How do you make your trifle?


Updated on 16 November 2012 | 0 Comments

Whether you buy it in a box or make it from scratch, there's one thing everyone agrees about trifle - no one can agree what goes into one

If nothing else starts a family fight this Christmas, asking what has gone into the trifle is guaranteed to initiate a debate. This show-stopping melange of biscuits and booze, cake, custard and cream, fruit, jelly and sugar sprinkles ransacks every cupboard in the kitchen in its preparation. But the correct combination of ingredients is the subject of heated personal and social prejudice, especially when it comes to the jelly.

Our top five trifle recipes

Simple beginnings

The first trifle recipe appeared in the 1596 edition of Thomas Dawson’s The Good Huswife’s Jewell. It’s a delicate dish of cream stirred with sugar, ginger and rosewater that’s served warm. Simple and elegant, this fruitless fool was gradually ornamented over the next 150 years with biscuits, custard and fortified wine.

Hannah Glasse’s 1751 recipe in The Art Of Cookery Made Plain and Easy calls for Naples biscuits, macaroons and ratafia cakes “wet…all through with sack” and topped with boiled custard and syllabub. She decorates it with more ratafia cakes, redcurrant jelly, flowers and nonpareils.

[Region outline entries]

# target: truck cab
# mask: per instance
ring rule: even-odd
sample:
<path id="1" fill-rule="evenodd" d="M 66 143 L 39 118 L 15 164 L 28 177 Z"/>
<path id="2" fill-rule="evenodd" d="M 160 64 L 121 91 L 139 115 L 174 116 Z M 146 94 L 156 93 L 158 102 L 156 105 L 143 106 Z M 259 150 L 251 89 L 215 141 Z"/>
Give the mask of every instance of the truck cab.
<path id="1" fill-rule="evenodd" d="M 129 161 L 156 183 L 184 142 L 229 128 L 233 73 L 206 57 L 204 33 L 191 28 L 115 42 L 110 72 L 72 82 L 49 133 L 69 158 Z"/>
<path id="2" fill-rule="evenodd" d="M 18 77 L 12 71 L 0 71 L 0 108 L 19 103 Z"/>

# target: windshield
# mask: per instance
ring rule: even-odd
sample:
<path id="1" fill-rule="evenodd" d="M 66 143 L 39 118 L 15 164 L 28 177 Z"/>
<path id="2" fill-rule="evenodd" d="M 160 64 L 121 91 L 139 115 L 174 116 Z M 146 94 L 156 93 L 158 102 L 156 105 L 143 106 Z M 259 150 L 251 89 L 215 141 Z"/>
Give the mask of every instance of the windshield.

- [Problems]:
[1] Switch "windshield" to "rear window" in the rows, starting with the line that contains "# target: windshield" and going on through the last row. Return only those lines, with everything else left unchanged.
[2] Continue the article on trifle recipes from its last sentence.
The article and the rows were taken from separate sources.

- [Responses]:
[1]
# target: rear window
# mask: per instance
ring rule: even-odd
sample:
<path id="1" fill-rule="evenodd" d="M 66 143 L 39 118 L 15 164 L 28 177 Z"/>
<path id="2" fill-rule="evenodd" d="M 160 64 L 121 91 L 139 115 L 174 116 Z M 146 94 L 156 93 L 158 102 L 156 105 L 143 106 Z M 259 150 L 251 89 L 215 141 Z"/>
Give the mask of every instance of the rear window.

[2]
It’s a riot of confectionery – five desserts in one bowl – and nine years later, in The Complete Confectioner, Glasse sets the biscuits and cakes in calves-foot jelly, which means jelly fans have history on their side.

Victorian show-stoppers

Victorian trifles were a gaudy mix of sponge, ratafias, macaroons, jam, jelly, fruit, sherry, brandy, custard and cream – often all at once. Mrs Beeton’s trifle is an ostentatious mix of cake, jam and dairy that she advises “may be garnished with strips of bright currant jelly, crystallized sweetmeats, or flowers”.

However, Mrs Beeton also gives three recipes that skip the sponge and alcohol entirely, layering cooked fruit, custard and cream or, in the case of her Indian trifle, leaving out the fruit and simply presenting a dish of set milk pudding, custard and decorative preserves. Modern trifle, the kind that might contain fruit and jelly or then again, might not, had arrived.

Fresh from the factory

In the 20th century trifle went mass market. Northern Food, who invented the UK’s first ready-meal for Marks & Spencer, also created their first fresh trifle. It was no easy process. The ingredients had to be layered so they didn’t mix, curdle or spoil while they sat in the chiller cabinets. The company’s chairman at the time, Lord Haskins, later admitted: “We lost a fortune on that trifle over the years but we really impressed M&S with our commitment.” The struggle was worth it – this year M&S sold 175,000 trifles a week.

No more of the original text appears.